• [WHAT THE TASK REQUIRES]: Go to the line that contains "Give one point for each instance of the pine" and extract it along with every line after it, exactly, through the end of the data below.
START TASK INPUT
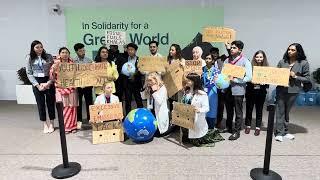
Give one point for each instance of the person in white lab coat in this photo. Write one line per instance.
(157, 98)
(194, 95)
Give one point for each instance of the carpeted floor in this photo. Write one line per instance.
(27, 153)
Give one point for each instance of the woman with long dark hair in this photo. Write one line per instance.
(294, 59)
(67, 96)
(112, 72)
(38, 68)
(256, 95)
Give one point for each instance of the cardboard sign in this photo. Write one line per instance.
(270, 75)
(107, 136)
(173, 78)
(193, 66)
(82, 75)
(233, 70)
(106, 112)
(115, 38)
(116, 124)
(183, 115)
(152, 64)
(218, 34)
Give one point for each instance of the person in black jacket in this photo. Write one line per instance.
(132, 85)
(256, 95)
(295, 60)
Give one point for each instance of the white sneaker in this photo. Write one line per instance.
(289, 136)
(45, 128)
(79, 125)
(51, 128)
(279, 138)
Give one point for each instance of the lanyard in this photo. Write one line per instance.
(235, 60)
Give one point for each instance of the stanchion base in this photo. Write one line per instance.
(257, 174)
(60, 172)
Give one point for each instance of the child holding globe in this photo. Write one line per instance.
(157, 98)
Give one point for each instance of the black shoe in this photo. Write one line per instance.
(234, 136)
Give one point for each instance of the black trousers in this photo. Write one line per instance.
(221, 102)
(132, 88)
(43, 98)
(87, 93)
(254, 99)
(284, 103)
(234, 104)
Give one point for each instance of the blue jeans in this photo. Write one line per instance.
(211, 122)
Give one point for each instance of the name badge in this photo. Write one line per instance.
(40, 74)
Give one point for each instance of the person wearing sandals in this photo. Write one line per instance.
(67, 96)
(256, 95)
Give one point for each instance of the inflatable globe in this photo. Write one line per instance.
(222, 81)
(140, 125)
(128, 69)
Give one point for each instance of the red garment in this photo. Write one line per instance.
(68, 96)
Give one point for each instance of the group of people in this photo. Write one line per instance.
(199, 90)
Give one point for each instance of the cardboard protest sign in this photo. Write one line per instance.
(115, 38)
(233, 70)
(152, 64)
(270, 75)
(218, 34)
(82, 75)
(105, 112)
(183, 115)
(193, 66)
(107, 136)
(173, 78)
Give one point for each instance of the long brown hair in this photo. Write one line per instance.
(265, 60)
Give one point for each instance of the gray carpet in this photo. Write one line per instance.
(27, 153)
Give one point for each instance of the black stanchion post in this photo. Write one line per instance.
(265, 173)
(66, 169)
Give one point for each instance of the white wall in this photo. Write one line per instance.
(268, 25)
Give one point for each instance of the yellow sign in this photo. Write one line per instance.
(173, 78)
(183, 115)
(82, 75)
(106, 112)
(193, 66)
(218, 34)
(233, 70)
(152, 64)
(270, 75)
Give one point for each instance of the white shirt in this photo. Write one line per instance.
(200, 101)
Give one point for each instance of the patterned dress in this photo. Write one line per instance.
(68, 96)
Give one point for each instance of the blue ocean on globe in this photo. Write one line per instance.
(140, 125)
(128, 69)
(222, 81)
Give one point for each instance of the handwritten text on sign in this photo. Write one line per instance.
(116, 38)
(233, 70)
(82, 75)
(218, 34)
(193, 66)
(173, 78)
(152, 64)
(183, 115)
(105, 112)
(270, 75)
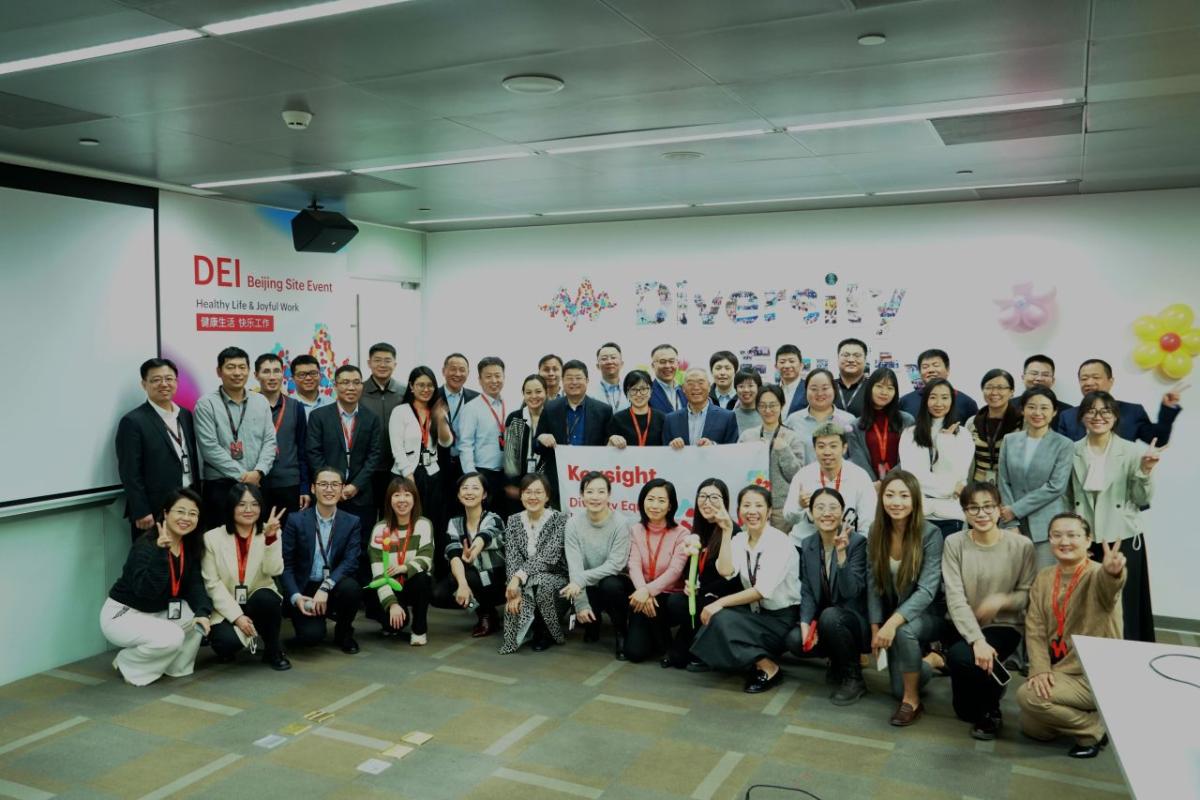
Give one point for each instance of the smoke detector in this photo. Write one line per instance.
(297, 120)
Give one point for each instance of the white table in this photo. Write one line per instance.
(1153, 723)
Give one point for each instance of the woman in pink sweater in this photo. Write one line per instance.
(657, 561)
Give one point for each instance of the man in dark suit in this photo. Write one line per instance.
(348, 438)
(1133, 422)
(155, 447)
(321, 558)
(574, 419)
(699, 422)
(665, 395)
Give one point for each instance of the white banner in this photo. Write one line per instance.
(631, 468)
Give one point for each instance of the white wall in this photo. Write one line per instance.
(1110, 257)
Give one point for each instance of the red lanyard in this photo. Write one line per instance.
(243, 557)
(171, 569)
(882, 440)
(654, 560)
(637, 429)
(1060, 612)
(499, 422)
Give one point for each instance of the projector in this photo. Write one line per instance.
(321, 232)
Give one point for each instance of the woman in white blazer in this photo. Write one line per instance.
(1109, 487)
(1035, 473)
(939, 451)
(241, 559)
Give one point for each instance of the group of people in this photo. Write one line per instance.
(936, 535)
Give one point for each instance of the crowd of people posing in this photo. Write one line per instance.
(935, 535)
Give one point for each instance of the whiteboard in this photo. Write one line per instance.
(78, 308)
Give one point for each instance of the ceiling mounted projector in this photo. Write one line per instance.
(321, 232)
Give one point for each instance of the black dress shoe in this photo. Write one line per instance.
(1089, 751)
(276, 661)
(759, 681)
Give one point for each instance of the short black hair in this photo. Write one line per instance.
(490, 361)
(382, 347)
(789, 349)
(1108, 367)
(672, 500)
(724, 355)
(934, 353)
(852, 341)
(575, 364)
(232, 353)
(1038, 358)
(345, 370)
(745, 374)
(304, 360)
(155, 364)
(267, 356)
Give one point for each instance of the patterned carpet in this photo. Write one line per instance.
(570, 722)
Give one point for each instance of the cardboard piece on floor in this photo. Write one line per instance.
(397, 751)
(373, 765)
(270, 741)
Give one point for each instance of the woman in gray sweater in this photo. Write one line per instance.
(597, 554)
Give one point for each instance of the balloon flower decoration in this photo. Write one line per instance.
(389, 545)
(1026, 311)
(691, 547)
(1169, 342)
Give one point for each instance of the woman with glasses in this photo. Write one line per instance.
(535, 557)
(597, 555)
(1035, 473)
(786, 451)
(241, 560)
(994, 421)
(639, 426)
(1109, 486)
(987, 572)
(939, 455)
(875, 438)
(157, 609)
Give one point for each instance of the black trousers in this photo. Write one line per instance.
(489, 597)
(265, 611)
(415, 597)
(343, 606)
(839, 639)
(281, 497)
(610, 596)
(975, 691)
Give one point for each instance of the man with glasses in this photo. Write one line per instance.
(306, 374)
(322, 552)
(381, 395)
(1133, 421)
(155, 446)
(348, 438)
(234, 434)
(851, 372)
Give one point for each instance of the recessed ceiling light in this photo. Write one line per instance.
(533, 84)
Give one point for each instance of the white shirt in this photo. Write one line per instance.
(171, 419)
(773, 567)
(857, 489)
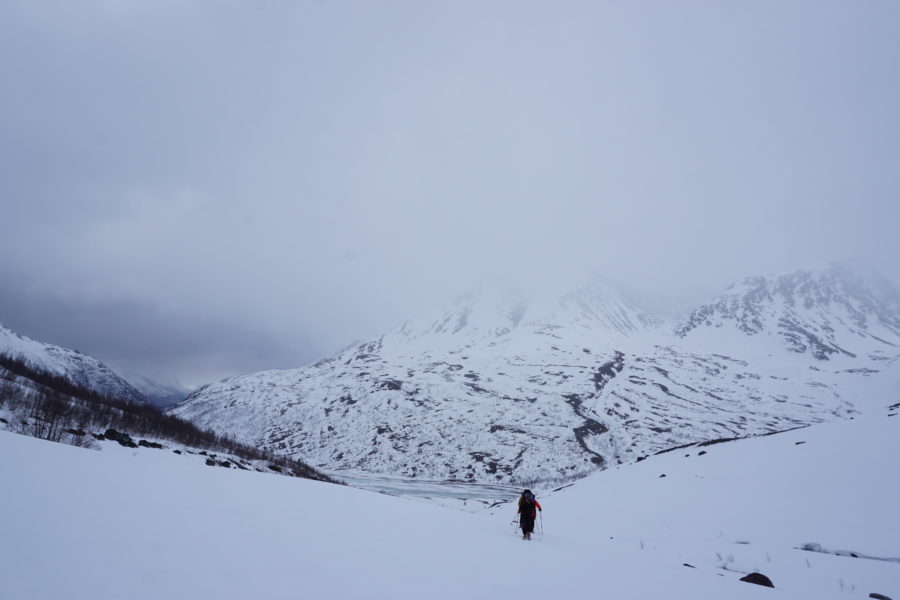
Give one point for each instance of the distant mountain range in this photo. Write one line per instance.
(82, 370)
(508, 387)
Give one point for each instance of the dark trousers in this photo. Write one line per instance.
(526, 522)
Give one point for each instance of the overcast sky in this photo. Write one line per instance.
(195, 189)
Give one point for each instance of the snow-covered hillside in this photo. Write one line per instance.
(813, 509)
(510, 388)
(80, 369)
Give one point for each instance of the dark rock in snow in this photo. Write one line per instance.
(123, 438)
(758, 579)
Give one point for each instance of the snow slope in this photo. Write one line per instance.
(507, 388)
(82, 370)
(87, 524)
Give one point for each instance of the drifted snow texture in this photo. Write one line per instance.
(149, 525)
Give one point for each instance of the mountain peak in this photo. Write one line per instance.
(822, 312)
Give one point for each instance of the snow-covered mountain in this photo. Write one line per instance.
(80, 369)
(507, 387)
(160, 394)
(832, 313)
(814, 510)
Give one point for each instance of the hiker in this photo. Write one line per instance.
(528, 507)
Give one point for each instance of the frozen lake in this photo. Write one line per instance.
(472, 496)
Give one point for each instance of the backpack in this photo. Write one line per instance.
(526, 502)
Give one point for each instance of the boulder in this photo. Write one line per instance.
(758, 579)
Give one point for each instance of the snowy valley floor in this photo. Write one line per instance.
(119, 523)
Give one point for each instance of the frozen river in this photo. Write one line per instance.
(471, 496)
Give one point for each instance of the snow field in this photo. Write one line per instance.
(120, 523)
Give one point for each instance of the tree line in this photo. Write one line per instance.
(52, 407)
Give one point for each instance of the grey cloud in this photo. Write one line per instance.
(300, 175)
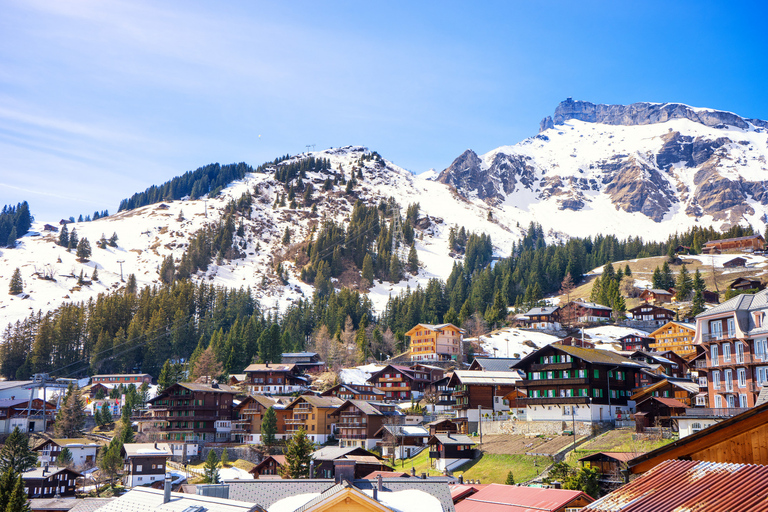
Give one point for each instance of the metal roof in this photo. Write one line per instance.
(508, 498)
(691, 485)
(496, 364)
(486, 378)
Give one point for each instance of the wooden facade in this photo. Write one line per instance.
(189, 411)
(675, 336)
(435, 342)
(742, 439)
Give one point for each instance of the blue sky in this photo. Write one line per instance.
(100, 99)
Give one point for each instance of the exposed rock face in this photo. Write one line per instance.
(643, 113)
(468, 174)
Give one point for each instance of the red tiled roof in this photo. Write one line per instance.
(512, 498)
(691, 485)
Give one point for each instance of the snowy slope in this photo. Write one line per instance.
(148, 234)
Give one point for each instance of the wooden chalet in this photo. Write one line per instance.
(743, 243)
(543, 318)
(359, 420)
(400, 441)
(355, 392)
(735, 262)
(400, 382)
(306, 361)
(655, 411)
(84, 451)
(272, 466)
(15, 412)
(440, 342)
(188, 411)
(475, 391)
(741, 439)
(122, 378)
(675, 336)
(357, 460)
(314, 414)
(656, 296)
(609, 464)
(248, 414)
(145, 462)
(585, 313)
(651, 314)
(561, 381)
(493, 364)
(632, 342)
(278, 379)
(450, 450)
(48, 481)
(744, 283)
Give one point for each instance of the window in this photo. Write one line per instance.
(741, 374)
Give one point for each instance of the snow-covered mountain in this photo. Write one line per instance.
(644, 169)
(148, 234)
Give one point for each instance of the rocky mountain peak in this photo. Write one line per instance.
(643, 113)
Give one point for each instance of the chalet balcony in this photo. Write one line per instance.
(722, 336)
(560, 400)
(552, 366)
(736, 360)
(710, 411)
(553, 382)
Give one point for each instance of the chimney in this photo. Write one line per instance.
(344, 469)
(167, 488)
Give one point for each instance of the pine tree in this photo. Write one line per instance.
(71, 417)
(367, 273)
(224, 458)
(64, 236)
(19, 501)
(17, 286)
(16, 455)
(64, 458)
(413, 260)
(684, 284)
(211, 469)
(268, 427)
(298, 455)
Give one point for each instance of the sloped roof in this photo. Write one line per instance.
(144, 499)
(591, 355)
(691, 485)
(496, 364)
(486, 378)
(509, 498)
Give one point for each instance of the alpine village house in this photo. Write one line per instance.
(590, 384)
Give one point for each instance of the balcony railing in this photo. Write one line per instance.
(553, 382)
(720, 336)
(710, 411)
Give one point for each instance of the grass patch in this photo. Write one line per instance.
(490, 468)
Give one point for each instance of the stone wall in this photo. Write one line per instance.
END TASK INPUT
• [EXERCISE ANSWER]:
Give one point for each instance of the pine tree in this photo. Write one line per instance.
(71, 417)
(367, 273)
(224, 458)
(64, 236)
(19, 501)
(17, 286)
(16, 455)
(64, 458)
(413, 260)
(684, 284)
(211, 469)
(268, 427)
(298, 455)
Give one point for each instance of the sloped roof in this photo. Write one line per instance.
(144, 499)
(591, 355)
(691, 485)
(496, 364)
(486, 378)
(509, 498)
Give one point for each instance of the alpine village house in this photo. Write one line per instance.
(590, 384)
Give one point for each instance of the balcony railing in this photo. Write one line per instance.
(553, 382)
(720, 336)
(710, 411)
Give one point for each instance of the grass patch in this photo. Write one line per instance.
(490, 468)
Give one point for each instance of the stone wall in this photo. Write one line per instance.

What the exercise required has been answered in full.